╭─ DATA SUPPLIED

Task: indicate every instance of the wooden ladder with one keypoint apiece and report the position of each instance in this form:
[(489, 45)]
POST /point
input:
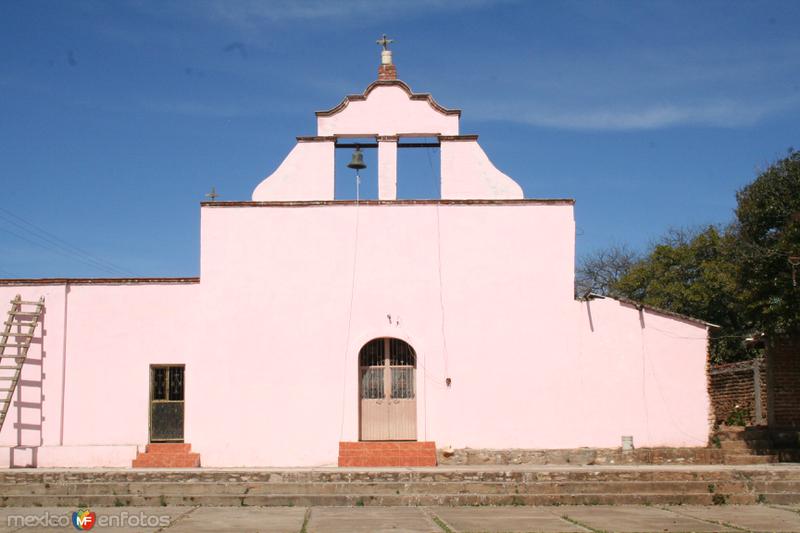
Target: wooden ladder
[(18, 318)]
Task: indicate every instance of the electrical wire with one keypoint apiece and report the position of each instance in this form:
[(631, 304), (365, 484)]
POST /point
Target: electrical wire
[(445, 354), (54, 243), (350, 309)]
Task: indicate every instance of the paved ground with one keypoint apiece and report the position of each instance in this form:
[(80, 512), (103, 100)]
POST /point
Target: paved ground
[(564, 519)]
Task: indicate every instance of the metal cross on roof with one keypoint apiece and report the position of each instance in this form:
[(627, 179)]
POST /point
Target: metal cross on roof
[(385, 42), (213, 194)]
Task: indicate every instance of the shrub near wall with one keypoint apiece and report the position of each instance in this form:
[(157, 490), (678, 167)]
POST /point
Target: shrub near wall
[(733, 392)]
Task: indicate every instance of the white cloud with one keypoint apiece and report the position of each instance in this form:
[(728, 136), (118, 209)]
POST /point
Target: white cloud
[(643, 117)]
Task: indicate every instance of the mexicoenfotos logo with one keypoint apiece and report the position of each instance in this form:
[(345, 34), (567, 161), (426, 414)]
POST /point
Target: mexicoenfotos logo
[(83, 519)]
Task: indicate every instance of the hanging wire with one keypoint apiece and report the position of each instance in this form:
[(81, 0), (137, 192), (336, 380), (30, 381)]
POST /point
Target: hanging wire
[(445, 354), (38, 236), (350, 308)]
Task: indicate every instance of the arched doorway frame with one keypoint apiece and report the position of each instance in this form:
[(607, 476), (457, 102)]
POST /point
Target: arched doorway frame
[(388, 389)]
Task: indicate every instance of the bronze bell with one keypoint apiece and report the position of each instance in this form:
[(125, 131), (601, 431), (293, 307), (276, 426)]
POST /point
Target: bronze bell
[(357, 162)]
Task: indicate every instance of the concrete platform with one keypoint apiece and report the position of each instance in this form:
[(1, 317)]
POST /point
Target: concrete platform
[(565, 519)]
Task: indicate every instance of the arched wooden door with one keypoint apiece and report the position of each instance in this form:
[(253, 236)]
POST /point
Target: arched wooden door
[(387, 368)]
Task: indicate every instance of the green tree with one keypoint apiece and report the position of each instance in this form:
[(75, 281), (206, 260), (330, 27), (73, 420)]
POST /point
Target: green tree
[(694, 273), (768, 227)]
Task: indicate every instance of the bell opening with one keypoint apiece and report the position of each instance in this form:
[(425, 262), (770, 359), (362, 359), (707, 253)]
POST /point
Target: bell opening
[(345, 175)]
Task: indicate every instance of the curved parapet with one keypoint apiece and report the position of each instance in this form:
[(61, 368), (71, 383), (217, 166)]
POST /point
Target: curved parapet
[(388, 108), (307, 173), (467, 172)]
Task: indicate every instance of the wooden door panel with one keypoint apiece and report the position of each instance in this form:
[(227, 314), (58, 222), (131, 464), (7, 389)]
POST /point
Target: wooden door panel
[(375, 419), (387, 390), (402, 419)]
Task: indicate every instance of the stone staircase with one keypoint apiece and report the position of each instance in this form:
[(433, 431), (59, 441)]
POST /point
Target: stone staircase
[(506, 485), (758, 445), (167, 455)]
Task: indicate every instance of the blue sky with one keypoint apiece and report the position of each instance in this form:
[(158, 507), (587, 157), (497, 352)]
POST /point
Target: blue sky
[(116, 117)]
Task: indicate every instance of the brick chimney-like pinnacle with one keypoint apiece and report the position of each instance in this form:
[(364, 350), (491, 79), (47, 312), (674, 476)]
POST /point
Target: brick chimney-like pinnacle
[(387, 71)]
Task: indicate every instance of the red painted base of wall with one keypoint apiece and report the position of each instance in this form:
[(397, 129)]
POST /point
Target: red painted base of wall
[(386, 453), (167, 455)]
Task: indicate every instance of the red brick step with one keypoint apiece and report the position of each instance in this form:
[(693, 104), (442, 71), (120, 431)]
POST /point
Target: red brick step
[(387, 453), (167, 455)]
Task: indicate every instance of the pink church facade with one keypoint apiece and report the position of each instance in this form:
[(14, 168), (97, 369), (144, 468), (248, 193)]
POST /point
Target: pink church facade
[(295, 285)]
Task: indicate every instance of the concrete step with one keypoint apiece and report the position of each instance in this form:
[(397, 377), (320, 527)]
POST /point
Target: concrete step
[(440, 488), (423, 486), (750, 459), (684, 498), (707, 474), (746, 445)]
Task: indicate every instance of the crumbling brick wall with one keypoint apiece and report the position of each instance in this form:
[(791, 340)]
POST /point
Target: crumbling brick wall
[(783, 362), (736, 384)]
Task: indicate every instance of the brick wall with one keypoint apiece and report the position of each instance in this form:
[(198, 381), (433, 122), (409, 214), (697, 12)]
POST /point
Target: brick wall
[(733, 384), (783, 362)]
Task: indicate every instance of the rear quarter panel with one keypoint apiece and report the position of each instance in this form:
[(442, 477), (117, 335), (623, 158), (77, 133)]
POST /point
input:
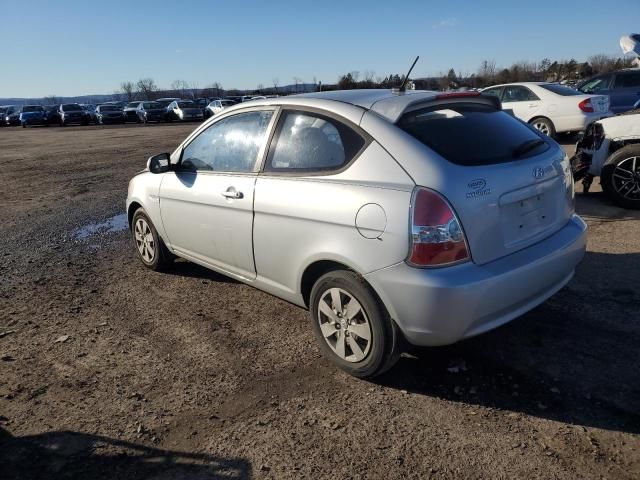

╰─

» YOUR TASK: Update all the records above, replacing "keypoint" with "marker" and leaving everything else unchanged, and omit the pictures from your answer.

» ANSWER TO THIS EXERCISE:
Task: indicate every instance of the wooden ladder with one marker apiece and report the position of each instance in this form:
[(489, 45)]
POST /point
input:
Target: wooden ladder
[(18, 318)]
Task: indicate every instance of the electrical wire with one marker apiece and report the position of each instance in this form:
[(631, 304), (365, 484)]
POST /point
Target: electrical wire
[(445, 354), (54, 243), (350, 309)]
Task: indicate every instance of the paved ground with one marker apiece and report the position of each instance in this form:
[(80, 512), (103, 100)]
POST /point
Target: paved ground
[(564, 519)]
Task: indicate every instance of the metal cross on roof with one marker apiece and report the position of each instance in this form:
[(627, 179)]
POST /point
Target: metal cross on roof
[(385, 42), (213, 194)]
Task: indicate every instance of the shrub near wall with one marker apiece and report the position of each instance in this form:
[(157, 490), (678, 167)]
POST /point
Target: shrub near wall
[(733, 392)]
Task: indicate every instance of the white cloud with one marker apiece and report the position of each instance in this form:
[(728, 136), (118, 209)]
POST /point
Target: white cloud
[(643, 117)]
Task: indicate every instance of the mexicoenfotos logo with one marker apiece and report the position of each instance in this form:
[(345, 34), (567, 161), (426, 414)]
POST /point
Target: mexicoenfotos logo
[(83, 519)]
Task: indicate every instance of the hanging wire with one marker apiece and report the position of each instance in this form:
[(81, 0), (137, 192), (336, 380), (30, 381)]
POST /point
Target: hanging wire
[(445, 354), (38, 236), (350, 308)]
Task: indicate every instance of the arched doorway frame with one marker apiece and report the position of each instance in this form:
[(607, 476), (457, 102)]
POST /point
Target: arched doorway frame
[(388, 389)]
Task: indicate every instance of the bronze bell with one marker apiece and report the position of each instance in this form:
[(125, 131), (601, 431), (293, 307), (276, 426)]
POST /point
Target: bronze bell
[(357, 162)]
Task: indicate every instance of the concrete platform with one marker apiece and report the position of each instance in this form:
[(1, 317)]
POST /point
Target: concrete platform
[(565, 519)]
Task: indicate every instance of the arched wooden door with one marker apiece and report the position of each instance in this form:
[(253, 236)]
POST /point
Target: arched wooden door
[(387, 368)]
Task: indicate every instance of the green tree with one marker apiece and report the position of each instance in this form:
[(75, 281), (206, 260), (330, 27), (73, 420)]
POST /point
Target: green tree
[(694, 273), (768, 227)]
Task: indicate every instance of the bell opening with one marker apiece and report the position of each instance in this form:
[(425, 262), (770, 359), (362, 359), (707, 253)]
POST /point
Target: bell opening
[(345, 175)]
Task: indicate every instance of the curved parapet with one marker apiece and report the position of each instance in this form:
[(61, 368), (71, 383), (217, 166)]
POST /point
Target: curved parapet
[(388, 108), (307, 173), (467, 172)]
Task: indicate every instance of the wooden door panel with one marker apiece and report the position of each instance in this form:
[(227, 314), (58, 222), (131, 464), (7, 389)]
POST /point
Target: wooden door panel
[(375, 419), (387, 390), (402, 419)]
Task: indicate every instance of the stone staircase with one marker apiece and report the position of each instance in this form:
[(433, 431), (59, 441)]
POST /point
Target: stone staircase
[(506, 485), (758, 445), (167, 455)]
Task: indicate every instance of the blue sky with one marker apiece and report the position of each instance in this form:
[(158, 507), (587, 157), (497, 352)]
POST /point
Target: blue sky
[(116, 117)]
Task: indicate every instance of the brick chimney-like pinnacle with one marker apiece and report the position of each instance in this form:
[(364, 350), (491, 79), (47, 312), (674, 476)]
POST /point
Target: brick chimney-like pinnacle
[(387, 71)]
Task: indicate every instance of the red painted base of wall with one marker apiece and report the position of each instance in this form:
[(397, 129)]
POST /point
Target: red painted base of wall
[(386, 453), (167, 455)]
Task: indicate every instance of the red brick step with one marker apiece and report the position of each instance in this form:
[(693, 104), (442, 71), (120, 431)]
POST /point
Target: red brick step
[(387, 453), (167, 455)]
Task: indicate every instance of the pink church facade with one marker apiece and report the position of each instance in this form:
[(14, 168), (97, 369), (144, 468), (248, 193)]
POST /point
Target: pink church facade
[(295, 285)]
Task: indicate every instance of the concrete step with one marker apiece and report the position of each instance in this form:
[(397, 377), (320, 527)]
POST /point
Target: concrete step
[(440, 488), (423, 486), (750, 459), (684, 498), (707, 474), (746, 445)]
Task: indicate every instance of the crumbling brick wall with one marker apiece and report the position of each instance in this form:
[(791, 340)]
POST /point
Target: crumbling brick wall
[(783, 362), (736, 384)]
Task: indicate every instance of the brick wall with one marker apiece and report the position of each instance in this form:
[(198, 381), (433, 122), (409, 214), (697, 12)]
POST /point
Target: brick wall
[(733, 384), (783, 362)]
Task: indicate every instance of the rear quarter panel with one marker apiece and report the position of each instance in this form:
[(442, 477), (117, 335), (623, 158), (77, 133)]
POST /point
input:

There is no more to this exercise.